TEXT PROVIDED:
----

Chemist Wins 1996 Grand Prize from la Maison de la Chimie
PASADENA—Caltech chemist Peter B. Dervan is a corecipient of the 1996 Grand Prix from the Fondation de la Maison de la Chimie, a French scientific society.
The prize is given each year to reward original work in chemistry that benefits humanity, life, society, or nature. Dervan shares the 1996 prize, which brings with it 150,000 French francs (about $30,000), with Professor Claude Hèléne of France's National Museum of Natural History.
Dervan, the Bren Professor of Chemistry at Caltech and chair of the Division of Chemistry and Chemical Engineering, has influenced the course of research in organic chemistry through his studies at the interface of chemistry and biology. His research is directed toward understanding the chemical principles involved in sequence-specific recognition of double helical DNA.
Dervan, a native of Boston, earned his BS from Boston College in 1967, and his PhD from Yale University in 1972. He was a postdoctoral fellow for a year at Stanford, then joined the Caltech faculty in 1973. He belongs to the National Academy of Sciences and has received several scientific awards, including the Harrison-Howe Award in 1988, the Arthur C. Cope Award and the Willard Gibbs Medal in 1993, and the Nichols Medal in 1994.

----

TASKS TO PERFORM:
**1)** According to the prize announcement, in what year did Dervan join the Caltech faculty?
**2)** Transcribe the stretch of the prize announcement from "Chemist Wins 1996" through "French scientific society.".

----

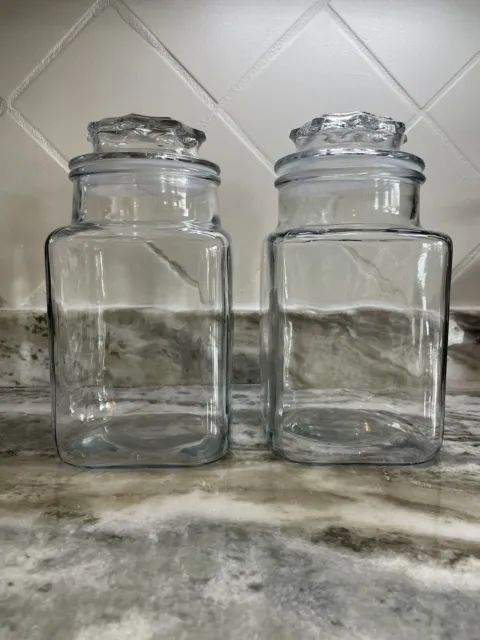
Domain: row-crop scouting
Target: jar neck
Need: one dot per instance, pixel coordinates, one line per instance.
(144, 196)
(384, 201)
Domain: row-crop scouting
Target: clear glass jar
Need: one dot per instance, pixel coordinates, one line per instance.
(139, 297)
(355, 300)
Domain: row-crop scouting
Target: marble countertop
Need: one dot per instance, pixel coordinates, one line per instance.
(247, 548)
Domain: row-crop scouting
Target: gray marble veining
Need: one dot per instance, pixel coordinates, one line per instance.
(249, 547)
(146, 349)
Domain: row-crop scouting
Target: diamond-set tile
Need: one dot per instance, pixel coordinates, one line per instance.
(35, 199)
(423, 43)
(450, 198)
(457, 113)
(248, 206)
(465, 287)
(107, 70)
(218, 42)
(28, 30)
(320, 71)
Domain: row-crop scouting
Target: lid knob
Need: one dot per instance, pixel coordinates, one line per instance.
(140, 133)
(353, 129)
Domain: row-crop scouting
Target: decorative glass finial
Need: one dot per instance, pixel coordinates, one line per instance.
(140, 133)
(354, 129)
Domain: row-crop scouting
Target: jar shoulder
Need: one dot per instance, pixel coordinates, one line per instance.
(211, 234)
(359, 233)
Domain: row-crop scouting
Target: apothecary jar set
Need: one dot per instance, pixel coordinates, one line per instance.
(354, 301)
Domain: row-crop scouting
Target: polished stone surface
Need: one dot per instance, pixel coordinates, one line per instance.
(145, 348)
(249, 547)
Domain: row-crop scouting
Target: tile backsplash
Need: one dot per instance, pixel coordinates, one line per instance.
(245, 71)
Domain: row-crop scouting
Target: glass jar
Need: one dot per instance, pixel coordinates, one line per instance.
(139, 297)
(355, 300)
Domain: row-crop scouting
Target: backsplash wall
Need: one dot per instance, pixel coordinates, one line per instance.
(245, 71)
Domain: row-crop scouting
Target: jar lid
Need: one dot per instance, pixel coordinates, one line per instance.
(349, 129)
(139, 137)
(356, 133)
(137, 132)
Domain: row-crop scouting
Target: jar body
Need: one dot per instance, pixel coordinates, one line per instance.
(354, 336)
(139, 318)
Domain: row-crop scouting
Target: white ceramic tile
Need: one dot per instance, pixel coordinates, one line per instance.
(35, 198)
(218, 41)
(320, 71)
(423, 43)
(465, 286)
(248, 202)
(107, 70)
(457, 113)
(28, 30)
(450, 198)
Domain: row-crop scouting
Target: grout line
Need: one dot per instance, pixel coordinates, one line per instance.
(144, 32)
(372, 58)
(38, 137)
(450, 83)
(397, 87)
(449, 142)
(274, 50)
(98, 6)
(215, 110)
(236, 129)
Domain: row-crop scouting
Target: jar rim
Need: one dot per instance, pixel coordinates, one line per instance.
(400, 156)
(82, 165)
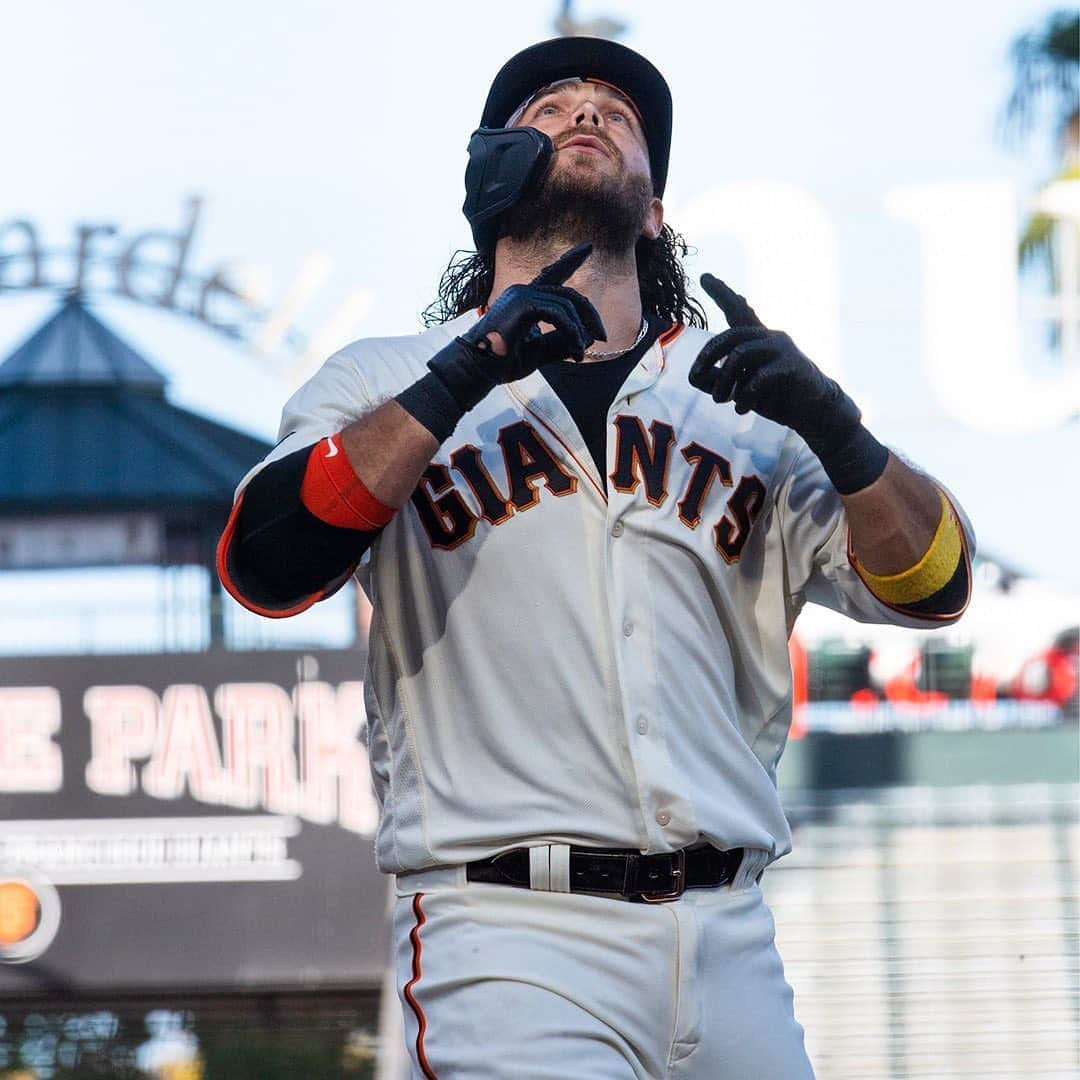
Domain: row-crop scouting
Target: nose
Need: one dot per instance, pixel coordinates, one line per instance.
(588, 115)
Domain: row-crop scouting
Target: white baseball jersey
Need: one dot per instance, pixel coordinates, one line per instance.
(554, 663)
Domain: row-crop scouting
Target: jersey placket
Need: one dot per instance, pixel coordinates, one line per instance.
(666, 815)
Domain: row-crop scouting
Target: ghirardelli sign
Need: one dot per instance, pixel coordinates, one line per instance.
(157, 267)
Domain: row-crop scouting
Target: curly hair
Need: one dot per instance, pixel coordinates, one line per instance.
(467, 282)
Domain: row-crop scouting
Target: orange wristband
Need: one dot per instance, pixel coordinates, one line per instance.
(334, 493)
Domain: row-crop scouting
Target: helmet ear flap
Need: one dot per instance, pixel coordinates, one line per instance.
(503, 164)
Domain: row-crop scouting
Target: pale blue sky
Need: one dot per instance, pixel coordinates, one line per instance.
(339, 127)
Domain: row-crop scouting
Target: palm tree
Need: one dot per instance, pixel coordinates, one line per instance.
(1045, 69)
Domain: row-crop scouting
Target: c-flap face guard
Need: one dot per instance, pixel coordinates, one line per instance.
(503, 164)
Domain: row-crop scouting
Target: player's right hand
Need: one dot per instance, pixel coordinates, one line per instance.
(508, 341)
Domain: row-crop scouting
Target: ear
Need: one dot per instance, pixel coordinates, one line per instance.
(653, 219)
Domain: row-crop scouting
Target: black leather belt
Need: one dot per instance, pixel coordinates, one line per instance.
(629, 875)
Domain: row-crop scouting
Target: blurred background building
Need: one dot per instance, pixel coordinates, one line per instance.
(187, 887)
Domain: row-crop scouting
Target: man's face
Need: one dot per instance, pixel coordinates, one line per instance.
(595, 130)
(598, 187)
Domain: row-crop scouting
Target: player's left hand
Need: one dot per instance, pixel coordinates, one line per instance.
(765, 370)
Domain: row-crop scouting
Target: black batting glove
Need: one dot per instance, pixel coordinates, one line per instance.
(463, 373)
(764, 370)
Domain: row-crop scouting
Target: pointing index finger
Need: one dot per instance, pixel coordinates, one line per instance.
(564, 266)
(734, 307)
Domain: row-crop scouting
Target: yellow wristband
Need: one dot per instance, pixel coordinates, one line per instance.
(932, 572)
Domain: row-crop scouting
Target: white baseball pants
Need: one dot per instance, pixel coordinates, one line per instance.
(498, 982)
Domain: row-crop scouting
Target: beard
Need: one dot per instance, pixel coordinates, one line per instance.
(574, 205)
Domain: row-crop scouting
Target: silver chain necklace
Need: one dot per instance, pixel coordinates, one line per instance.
(619, 352)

----

RESPONSES IN ORDER:
**1)** 1973

**2)**
Chemist Wins 1996 Grand Prize from la Maison de la Chimie
PASADENA—Caltech chemist Peter B. Dervan is a corecipient of the 1996 Grand Prix from the Fondation de la Maison de la Chimie, a French scientific society.